課題:
1. 本文について、次の問いに短く答えよ。
(a) マネーフォワードの調査で、給与や賞与の支給額に誤りがあったと答えたのはどのくらいの人か。
(b) 給与明細は、ほとんどの場合どの3項目から成り立っているか。
(c) 現金支給がない場合、差引支給額は何と等しくなるか。
2. 本文の続きを、最後の文の後から書いてください。

掲載本文:

19/03/25
給与明細で「手取り」だけ見るな!損しないための3つの鉄則
あなたは自分にいくら収入があって、どんな保険料や税金を、どのくらい納めているか知っているでしょうか。毎月もらう給与明細の手取りの金額しか見ていない人も多いのではないでしょうか。「今月もなんだかわかんないけど、たくさん引かれている」と思って給与明細をろくに見ずに捨ててしまうのはとてももったいないこと。給与明細はあなたのお金に関わる重要な情報がつまった「お金の知識の宝庫」なのです。
今回は元給与計算担当としての経験から、給与明細で「損しないためにここは見て!」と思う3つの鉄則と、給与明細の項目の基礎知識を解説します。
「給与明細は絶対に正しい」という思い込みを捨てる
まず、大前提として「給与明細は絶対に正しい」という思い込みを捨てましょう。
マネーフォワード「給与計算に関するアンケート調査」によると、「これまで給与や賞与の支給額に誤りがあったことはありますか?」という質問に対して、約半数近くの人が「はい」と回答したそうです。あってはならないことですが、間違っている可能性もありえます。「きちんと給与が払われているかをチェックする」くらいの気持ちで給与明細を眺めましょう。
それを踏まえて、給与明細表の例を見てみましょう。
給与明細には決まった書式というのはないのですが、「勤怠欄」「支給欄」「控除欄」の3項目から成り立っていることがほとんどです。
勤怠欄と支給欄によって⑱総支給額が決まります。そして、⑱総支給額から⑳控除額合計を引いた金額が⑯差引支給額となります。 現金支給がなければ、⑯差引支給額=⑰銀行振込額となります。
それでは、給与明細確認の鉄則を3つ、順にご紹介します。

提供情報:
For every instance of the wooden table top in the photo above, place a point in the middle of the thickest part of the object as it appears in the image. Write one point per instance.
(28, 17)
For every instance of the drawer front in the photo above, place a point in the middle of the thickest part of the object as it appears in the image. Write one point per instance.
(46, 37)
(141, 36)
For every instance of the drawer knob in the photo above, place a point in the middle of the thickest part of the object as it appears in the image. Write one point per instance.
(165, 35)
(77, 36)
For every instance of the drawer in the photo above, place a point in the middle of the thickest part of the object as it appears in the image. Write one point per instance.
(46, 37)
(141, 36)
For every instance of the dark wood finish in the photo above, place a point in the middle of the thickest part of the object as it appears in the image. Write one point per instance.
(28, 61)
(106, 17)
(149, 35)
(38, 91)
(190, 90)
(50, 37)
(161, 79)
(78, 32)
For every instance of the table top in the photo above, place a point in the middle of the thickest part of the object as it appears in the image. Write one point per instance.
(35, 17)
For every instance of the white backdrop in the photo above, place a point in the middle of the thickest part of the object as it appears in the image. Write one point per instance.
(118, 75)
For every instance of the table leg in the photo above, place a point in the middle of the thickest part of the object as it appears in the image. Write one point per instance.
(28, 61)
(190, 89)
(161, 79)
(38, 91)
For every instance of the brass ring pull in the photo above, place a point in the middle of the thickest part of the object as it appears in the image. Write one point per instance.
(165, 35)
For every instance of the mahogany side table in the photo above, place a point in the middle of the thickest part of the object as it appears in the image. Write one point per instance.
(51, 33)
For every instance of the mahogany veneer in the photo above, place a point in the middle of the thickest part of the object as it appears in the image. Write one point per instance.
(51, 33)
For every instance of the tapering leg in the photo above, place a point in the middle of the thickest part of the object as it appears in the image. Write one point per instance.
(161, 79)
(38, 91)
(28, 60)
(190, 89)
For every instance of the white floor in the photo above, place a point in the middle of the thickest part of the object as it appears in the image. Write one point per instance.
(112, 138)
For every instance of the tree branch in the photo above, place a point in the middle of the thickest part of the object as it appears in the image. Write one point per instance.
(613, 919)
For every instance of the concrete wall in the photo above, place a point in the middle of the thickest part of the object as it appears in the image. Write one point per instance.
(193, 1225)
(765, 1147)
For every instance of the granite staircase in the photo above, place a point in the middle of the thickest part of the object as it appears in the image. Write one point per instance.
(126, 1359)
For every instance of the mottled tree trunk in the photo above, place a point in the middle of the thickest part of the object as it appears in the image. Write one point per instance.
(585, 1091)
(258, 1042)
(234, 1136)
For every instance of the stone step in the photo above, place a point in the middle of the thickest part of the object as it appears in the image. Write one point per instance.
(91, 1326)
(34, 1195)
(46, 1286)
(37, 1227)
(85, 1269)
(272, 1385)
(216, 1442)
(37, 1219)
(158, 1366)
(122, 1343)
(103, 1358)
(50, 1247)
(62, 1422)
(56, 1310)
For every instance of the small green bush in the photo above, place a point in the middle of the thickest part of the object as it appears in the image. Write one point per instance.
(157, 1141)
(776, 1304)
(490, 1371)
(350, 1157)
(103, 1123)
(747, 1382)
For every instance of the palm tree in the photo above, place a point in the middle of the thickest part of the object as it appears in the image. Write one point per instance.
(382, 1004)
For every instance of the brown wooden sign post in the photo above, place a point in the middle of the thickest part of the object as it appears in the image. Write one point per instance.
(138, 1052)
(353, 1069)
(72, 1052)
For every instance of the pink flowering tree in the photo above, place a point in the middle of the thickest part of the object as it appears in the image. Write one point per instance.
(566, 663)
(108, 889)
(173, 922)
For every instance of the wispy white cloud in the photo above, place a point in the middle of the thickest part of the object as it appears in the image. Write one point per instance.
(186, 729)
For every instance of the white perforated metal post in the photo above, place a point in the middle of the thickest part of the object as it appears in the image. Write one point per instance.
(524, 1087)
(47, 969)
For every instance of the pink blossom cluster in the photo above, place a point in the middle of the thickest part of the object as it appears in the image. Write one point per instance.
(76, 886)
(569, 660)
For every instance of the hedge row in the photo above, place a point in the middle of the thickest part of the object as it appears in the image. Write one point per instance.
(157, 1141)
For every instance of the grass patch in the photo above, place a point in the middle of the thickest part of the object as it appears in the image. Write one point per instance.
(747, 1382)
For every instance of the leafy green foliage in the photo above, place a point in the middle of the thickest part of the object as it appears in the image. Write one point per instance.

解答例:
1.
(a) 約半数近くの人
(b) 「勤怠欄」「支給欄」「控除欄」
(c) 銀行振込額

2.
給与明細確認の鉄則1:勤怠欄は実情に沿っているかを確認しよう
勤怠欄は金額ではないので、さらっと見るという人も多いと思います。しかし、出勤日数によって支給額に変動があるため必ず実情と合っているかを確認しましょう。支給額に影響のある超勤休日手当(残業や休日出勤)は、この勤怠欄の数字をもとに算出するためです。
① 出勤日数:全部で何日出勤したか
② 有休日数:有休は何日消化したか
③ 超勤時間:残業は何時間したか
特に注意していただきたいのは②有休日数と③超勤時間です。この2つは、「上司が勝手に変更しがち」な項目だからです。
たとえば正当な残業をしていても、「人件費が上がってしまう」「子供の体調不良で早めに帰ったから、早退ではなく1日有休にしよう」など、納得できない理由で勝手に改ざんされがちです。もちろん、あってはならないことです。実情に合った勤怠欄になっているかを確認しましょう。
鉄則2.支給欄は「変化の直後」に気をつけよう
続いては支給欄。支給欄では、基本給だけでなく、手当や通勤交通費など「会社からもらえるお金」についての情報が満載です。
④ 基本給:基本的な給料。各種手当を加える前の給料
⑤ 通勤手当:自宅と会社を往復する際の交通費
⑥ 住宅手当:従業員の家賃を補助する手当
⑦ 扶養手当:配偶者や子どもなどがいる社員への手当
⑧ 超勤休日手当:残業や休日出勤の手当
支給欄で気をつけるべきは、「変化の直後」です。昇給・昇格の直後だったら基本給が上がっているか、引っ越しなどで通勤距離が変わったら通勤手当が正しいか、きちんと確認しましょう。また、住宅や家族構成が変わったとき、いつもよりたくさん残業したときなども、前月の給与明細と比較して間違っていないか、チェックしてください。
鉄則3:控除欄は基本的なしくみを理解しておこう
給与の総支給額からは、保険料や税金が差し引かれます。これを控除といいます。みなさんが手取りで受け取る給与は、控除後の残った金額です。これが給与計算を複雑にしている原因の一つであると同時に、間違えやすいポイントでもあったりします。
⑨ 健康保険料:国民健康保険の費用。原則9月〜翌年8月まで同じ金額
⑩ 厚生年金保険料:厚生年金の費用。原則9月〜翌年8月まで同じ金額
⑪ 雇用保険料:雇用保険の費用。月ごとの賃金の総額に雇用保険料率をかけたものなので毎月変わる
⑫ 所得税:国に納める税金。収入などにより異なる
⑬ 住民税:市区町村に納める税金。収入などにより異なる
⑭ 積立金・⑮ その他:会社によりそれぞれ異なる
ここでも変化がキーワードになります。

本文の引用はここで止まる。